SHORT TASK: In the forum thread below, how many of the four sides of the yard corner that Meg90 has chosen for Nigel are already stockade fencing?

All of your beautiful fake plants are making me pine for spring, so that I can get outside and build the most awesomest tortoise garden ever!!!

So that my Sulcatas can promptly destroy it, of course!

Kristina


----------



## Meg90 (Dec 29, 2008)

Oh do I know it! I've got a corner of the yard all picked out for Nigel come spring. I keep looking at all the darn snow here and fuming. Its driving me nuts, even though I know its alittle early for spring fever....I've already got bricks I think too, and two out of the four sides are stockade fencing, so I only need to add an L on new brick to enclose it...

I'm hoping He'll be a little easier on the plant life, since he's not a real big guy. Anouk will have a baby pen built for her, but will only be out with supervision. I don't trust the birds with her tiny size...(just normal birds, starlings and whatever---Nigel should be fine! )


----------



## Isa (Dec 30, 2008)

Really nice enclosure Meg.
Anouk will be a very happy tortoise in there


----------



## Kristina (Dec 30, 2008)

Meg90 said:


> Oh do I know it! I've got a corner of the yard all picked out for Nigel come spring. I keep looking at all the darn snow here and fuming. Its driving me nuts, even though I know its alittle early for spring fever....I've already got bricks I think too, and two out of the four sides are stockade fencing, so I only need to add an L on new brick to enclose it...
> 
> I'm hoping He'll be a little easier on the plant life, since he's not a real big guy. Anouk will have a baby pen built for her, but will only be out with supervision. I don't trust the birds with her tiny size...(just normal birds, starlings and whatever---Nigel should be fine! )



I can garuantee that your little dude will be a lot easier on the plantlife and landscaping than my 13" girl will. I won't be surprised if she is even bigger come time to go outside, she is gaining weight like crazy. I think it is a combo of the temps and the food. She's a moose!

Not to mention they haven't been outside before, so they are probably going to go a little nuts 

Kristina


----------



## Meg90 (Jan 18, 2009)

I really wanted a new set of shelves for my bday (which is today, but did stuff for it last night)

And my mom bought me some! I was very happy! LOL (I even put them together all by myself. And its sturdy! it was fun I guess, and not very hard. Only took about 20 mins)

LISTED ENTRIES:
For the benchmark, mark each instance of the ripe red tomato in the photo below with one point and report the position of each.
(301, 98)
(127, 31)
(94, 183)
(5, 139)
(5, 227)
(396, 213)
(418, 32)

THE OUTPUT: Two of the four sides are already stockade fencing.